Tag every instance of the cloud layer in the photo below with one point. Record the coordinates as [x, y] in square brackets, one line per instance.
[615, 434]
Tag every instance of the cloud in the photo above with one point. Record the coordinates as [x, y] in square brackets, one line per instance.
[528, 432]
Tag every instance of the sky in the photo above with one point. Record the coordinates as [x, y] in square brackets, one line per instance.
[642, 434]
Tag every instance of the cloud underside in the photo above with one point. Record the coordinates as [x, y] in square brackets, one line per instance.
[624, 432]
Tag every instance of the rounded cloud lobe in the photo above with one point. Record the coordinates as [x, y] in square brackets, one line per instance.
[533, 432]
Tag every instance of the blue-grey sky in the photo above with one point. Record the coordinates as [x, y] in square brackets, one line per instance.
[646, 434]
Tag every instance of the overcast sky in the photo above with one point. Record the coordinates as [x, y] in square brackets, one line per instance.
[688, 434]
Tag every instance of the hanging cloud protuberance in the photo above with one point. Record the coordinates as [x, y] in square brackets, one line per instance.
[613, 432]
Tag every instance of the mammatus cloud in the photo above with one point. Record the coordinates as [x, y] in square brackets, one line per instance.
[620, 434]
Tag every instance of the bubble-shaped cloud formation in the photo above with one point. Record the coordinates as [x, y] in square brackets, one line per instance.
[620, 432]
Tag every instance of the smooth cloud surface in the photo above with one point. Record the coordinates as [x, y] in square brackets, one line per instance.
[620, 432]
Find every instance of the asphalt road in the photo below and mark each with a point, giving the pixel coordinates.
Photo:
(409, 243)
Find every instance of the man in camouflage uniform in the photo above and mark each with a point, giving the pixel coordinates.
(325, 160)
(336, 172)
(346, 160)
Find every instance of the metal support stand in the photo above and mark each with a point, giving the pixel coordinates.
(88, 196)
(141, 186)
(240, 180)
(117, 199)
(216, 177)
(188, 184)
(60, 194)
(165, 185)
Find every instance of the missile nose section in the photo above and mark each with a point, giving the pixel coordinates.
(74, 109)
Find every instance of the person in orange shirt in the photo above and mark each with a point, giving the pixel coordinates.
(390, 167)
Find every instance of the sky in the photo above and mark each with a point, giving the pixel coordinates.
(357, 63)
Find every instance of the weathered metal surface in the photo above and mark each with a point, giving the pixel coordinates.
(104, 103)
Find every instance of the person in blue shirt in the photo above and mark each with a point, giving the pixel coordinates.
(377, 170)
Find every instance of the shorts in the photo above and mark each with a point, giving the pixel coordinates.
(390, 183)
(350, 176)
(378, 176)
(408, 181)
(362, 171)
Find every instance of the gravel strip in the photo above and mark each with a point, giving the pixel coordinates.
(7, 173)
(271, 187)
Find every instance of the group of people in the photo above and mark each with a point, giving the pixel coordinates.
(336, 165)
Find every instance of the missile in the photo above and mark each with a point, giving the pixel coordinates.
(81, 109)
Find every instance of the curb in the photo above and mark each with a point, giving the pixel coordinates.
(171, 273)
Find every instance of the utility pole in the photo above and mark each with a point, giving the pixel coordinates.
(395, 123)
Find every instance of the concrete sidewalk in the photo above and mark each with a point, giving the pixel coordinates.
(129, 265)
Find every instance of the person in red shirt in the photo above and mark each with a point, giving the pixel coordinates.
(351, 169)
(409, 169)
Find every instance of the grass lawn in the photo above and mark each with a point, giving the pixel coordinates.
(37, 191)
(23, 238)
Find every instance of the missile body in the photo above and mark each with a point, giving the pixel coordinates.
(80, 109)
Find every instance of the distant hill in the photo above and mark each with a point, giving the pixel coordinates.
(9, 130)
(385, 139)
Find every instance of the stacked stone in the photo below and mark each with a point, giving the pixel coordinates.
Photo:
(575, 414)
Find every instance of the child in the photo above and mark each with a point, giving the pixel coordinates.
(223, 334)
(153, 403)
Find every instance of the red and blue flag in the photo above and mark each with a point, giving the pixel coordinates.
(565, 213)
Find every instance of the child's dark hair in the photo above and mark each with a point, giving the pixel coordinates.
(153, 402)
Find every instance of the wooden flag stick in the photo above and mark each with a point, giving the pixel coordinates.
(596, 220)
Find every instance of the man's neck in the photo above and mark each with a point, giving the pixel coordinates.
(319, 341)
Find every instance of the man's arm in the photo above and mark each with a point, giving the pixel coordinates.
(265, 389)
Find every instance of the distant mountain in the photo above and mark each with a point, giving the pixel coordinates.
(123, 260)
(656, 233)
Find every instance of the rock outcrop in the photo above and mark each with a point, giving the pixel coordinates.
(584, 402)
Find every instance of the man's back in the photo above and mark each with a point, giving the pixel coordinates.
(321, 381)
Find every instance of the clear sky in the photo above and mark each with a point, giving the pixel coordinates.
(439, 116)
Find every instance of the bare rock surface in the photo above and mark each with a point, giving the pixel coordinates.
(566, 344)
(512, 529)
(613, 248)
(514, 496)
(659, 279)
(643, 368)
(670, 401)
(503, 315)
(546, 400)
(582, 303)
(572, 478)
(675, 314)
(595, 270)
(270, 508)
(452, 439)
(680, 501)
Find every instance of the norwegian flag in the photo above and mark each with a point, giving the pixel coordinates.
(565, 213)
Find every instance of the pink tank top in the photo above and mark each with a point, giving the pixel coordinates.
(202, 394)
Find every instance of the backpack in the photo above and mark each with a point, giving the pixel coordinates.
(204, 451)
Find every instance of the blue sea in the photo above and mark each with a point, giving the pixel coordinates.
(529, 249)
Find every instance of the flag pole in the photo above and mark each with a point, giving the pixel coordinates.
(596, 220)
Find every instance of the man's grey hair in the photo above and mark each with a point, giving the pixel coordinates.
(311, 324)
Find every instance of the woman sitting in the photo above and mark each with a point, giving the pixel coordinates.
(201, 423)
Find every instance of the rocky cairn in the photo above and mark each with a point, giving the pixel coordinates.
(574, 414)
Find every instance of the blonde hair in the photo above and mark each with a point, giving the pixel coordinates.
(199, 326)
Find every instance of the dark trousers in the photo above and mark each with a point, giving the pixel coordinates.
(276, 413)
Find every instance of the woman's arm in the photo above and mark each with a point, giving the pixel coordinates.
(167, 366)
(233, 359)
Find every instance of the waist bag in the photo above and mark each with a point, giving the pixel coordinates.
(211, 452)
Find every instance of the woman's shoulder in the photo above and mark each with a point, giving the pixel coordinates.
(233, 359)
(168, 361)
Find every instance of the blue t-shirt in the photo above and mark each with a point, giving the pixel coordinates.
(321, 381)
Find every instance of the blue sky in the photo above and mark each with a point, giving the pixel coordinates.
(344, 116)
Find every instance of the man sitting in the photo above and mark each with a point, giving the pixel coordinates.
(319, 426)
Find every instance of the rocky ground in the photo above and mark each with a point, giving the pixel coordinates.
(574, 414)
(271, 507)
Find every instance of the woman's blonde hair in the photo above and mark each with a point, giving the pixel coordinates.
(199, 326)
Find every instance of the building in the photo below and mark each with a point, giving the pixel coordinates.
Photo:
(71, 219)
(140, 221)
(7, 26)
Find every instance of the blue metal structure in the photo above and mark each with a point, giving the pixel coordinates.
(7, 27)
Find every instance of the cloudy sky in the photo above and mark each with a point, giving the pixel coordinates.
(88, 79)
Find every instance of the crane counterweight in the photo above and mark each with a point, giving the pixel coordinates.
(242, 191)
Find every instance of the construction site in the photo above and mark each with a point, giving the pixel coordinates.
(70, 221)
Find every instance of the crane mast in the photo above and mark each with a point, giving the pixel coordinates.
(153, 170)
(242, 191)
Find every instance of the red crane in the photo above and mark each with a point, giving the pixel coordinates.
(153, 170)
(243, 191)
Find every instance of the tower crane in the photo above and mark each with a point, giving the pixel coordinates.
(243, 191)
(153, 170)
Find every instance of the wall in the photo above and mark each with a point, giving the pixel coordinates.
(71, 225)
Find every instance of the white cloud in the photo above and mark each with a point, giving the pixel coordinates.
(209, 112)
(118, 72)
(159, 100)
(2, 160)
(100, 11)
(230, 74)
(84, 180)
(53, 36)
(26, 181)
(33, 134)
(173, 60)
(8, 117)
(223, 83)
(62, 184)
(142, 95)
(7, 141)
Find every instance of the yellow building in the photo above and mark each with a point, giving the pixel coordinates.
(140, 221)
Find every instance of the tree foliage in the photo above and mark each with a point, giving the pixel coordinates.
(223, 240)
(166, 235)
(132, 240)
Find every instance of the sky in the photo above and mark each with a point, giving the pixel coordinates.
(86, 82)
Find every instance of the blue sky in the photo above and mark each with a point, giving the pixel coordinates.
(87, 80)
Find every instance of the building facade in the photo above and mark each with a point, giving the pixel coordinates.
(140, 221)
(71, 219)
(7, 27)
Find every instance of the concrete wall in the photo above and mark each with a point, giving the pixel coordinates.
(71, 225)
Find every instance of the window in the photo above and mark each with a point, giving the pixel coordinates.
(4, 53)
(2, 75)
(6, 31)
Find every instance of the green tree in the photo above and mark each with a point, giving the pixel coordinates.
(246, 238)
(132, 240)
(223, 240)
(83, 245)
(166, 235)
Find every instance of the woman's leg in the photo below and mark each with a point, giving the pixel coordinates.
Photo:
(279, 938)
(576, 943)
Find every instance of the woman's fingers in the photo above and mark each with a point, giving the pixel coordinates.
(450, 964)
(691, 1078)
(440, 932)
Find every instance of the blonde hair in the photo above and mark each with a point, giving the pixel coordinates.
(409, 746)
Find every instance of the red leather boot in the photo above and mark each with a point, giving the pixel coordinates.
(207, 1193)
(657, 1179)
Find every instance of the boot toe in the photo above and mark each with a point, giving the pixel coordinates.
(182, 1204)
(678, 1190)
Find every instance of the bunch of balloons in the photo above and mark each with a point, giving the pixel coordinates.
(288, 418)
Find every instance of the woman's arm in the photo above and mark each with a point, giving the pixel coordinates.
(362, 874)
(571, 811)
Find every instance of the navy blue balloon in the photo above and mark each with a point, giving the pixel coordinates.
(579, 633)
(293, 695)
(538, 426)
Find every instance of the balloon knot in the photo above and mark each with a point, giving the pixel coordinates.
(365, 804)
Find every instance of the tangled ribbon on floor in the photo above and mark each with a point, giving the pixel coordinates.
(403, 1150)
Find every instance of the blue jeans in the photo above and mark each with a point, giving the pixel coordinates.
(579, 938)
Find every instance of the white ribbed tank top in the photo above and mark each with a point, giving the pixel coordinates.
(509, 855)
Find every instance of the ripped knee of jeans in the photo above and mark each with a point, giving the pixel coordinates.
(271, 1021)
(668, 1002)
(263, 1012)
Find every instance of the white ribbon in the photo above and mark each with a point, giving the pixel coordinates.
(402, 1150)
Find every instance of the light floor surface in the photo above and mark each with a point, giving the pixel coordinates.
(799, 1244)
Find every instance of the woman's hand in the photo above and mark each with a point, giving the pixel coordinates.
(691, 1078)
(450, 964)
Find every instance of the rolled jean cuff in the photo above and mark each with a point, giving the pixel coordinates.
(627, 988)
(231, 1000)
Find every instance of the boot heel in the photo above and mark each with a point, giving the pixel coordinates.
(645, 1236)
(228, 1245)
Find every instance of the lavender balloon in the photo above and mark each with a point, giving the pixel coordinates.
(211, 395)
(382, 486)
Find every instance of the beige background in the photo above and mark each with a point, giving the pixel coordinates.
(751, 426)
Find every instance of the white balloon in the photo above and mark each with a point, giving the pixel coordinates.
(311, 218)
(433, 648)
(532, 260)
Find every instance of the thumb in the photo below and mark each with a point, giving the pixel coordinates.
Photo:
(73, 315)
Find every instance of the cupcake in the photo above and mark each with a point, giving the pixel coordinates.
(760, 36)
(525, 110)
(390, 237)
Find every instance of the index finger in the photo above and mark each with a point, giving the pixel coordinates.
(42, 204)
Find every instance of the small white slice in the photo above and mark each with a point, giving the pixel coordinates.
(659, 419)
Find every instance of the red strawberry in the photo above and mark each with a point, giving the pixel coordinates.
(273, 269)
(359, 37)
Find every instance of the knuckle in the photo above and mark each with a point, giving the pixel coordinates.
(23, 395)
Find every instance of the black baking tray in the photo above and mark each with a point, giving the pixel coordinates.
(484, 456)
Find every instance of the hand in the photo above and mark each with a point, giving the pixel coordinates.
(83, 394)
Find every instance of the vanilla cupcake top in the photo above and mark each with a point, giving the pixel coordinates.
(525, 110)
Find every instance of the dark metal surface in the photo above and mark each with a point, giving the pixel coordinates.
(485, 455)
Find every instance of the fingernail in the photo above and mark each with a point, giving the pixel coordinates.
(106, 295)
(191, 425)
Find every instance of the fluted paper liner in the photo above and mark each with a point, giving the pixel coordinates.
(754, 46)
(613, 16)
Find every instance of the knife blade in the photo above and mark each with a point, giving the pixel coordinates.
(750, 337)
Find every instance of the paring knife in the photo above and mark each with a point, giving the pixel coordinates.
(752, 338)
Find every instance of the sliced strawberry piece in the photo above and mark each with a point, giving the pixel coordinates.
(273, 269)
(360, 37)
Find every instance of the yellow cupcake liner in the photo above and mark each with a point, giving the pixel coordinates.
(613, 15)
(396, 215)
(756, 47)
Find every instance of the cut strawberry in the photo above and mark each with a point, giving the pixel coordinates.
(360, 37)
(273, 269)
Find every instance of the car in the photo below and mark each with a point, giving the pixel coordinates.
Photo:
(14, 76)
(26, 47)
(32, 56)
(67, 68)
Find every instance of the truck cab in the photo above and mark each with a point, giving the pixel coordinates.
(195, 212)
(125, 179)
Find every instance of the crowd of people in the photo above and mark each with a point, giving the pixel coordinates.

• • •

YOUR TASK: Everything from the line containing "Find every instance of the yellow cupcake" through the last line of the records must be given again exactly; leave out all other lines.

EXPECTED ANSWER:
Find every instance of the yellow cupcake liner in the photo above and mark each with a point, giving the pixel coordinates.
(613, 15)
(396, 215)
(756, 47)
Find every instance of the cut strawberry in the photo above and mark each with a point, giving the pixel coordinates.
(360, 37)
(273, 269)
Find every instance of the car in the photo below and mark each with a point, giving the pixel coordinates.
Photo:
(14, 76)
(26, 47)
(32, 56)
(67, 68)
Find every instance of the truck cab in the photo above and mark each with a point, giving the pixel coordinates.
(195, 212)
(125, 179)
Find every instance of the crowd of people in the photo above and mark each with a point, giving the pixel coordinates.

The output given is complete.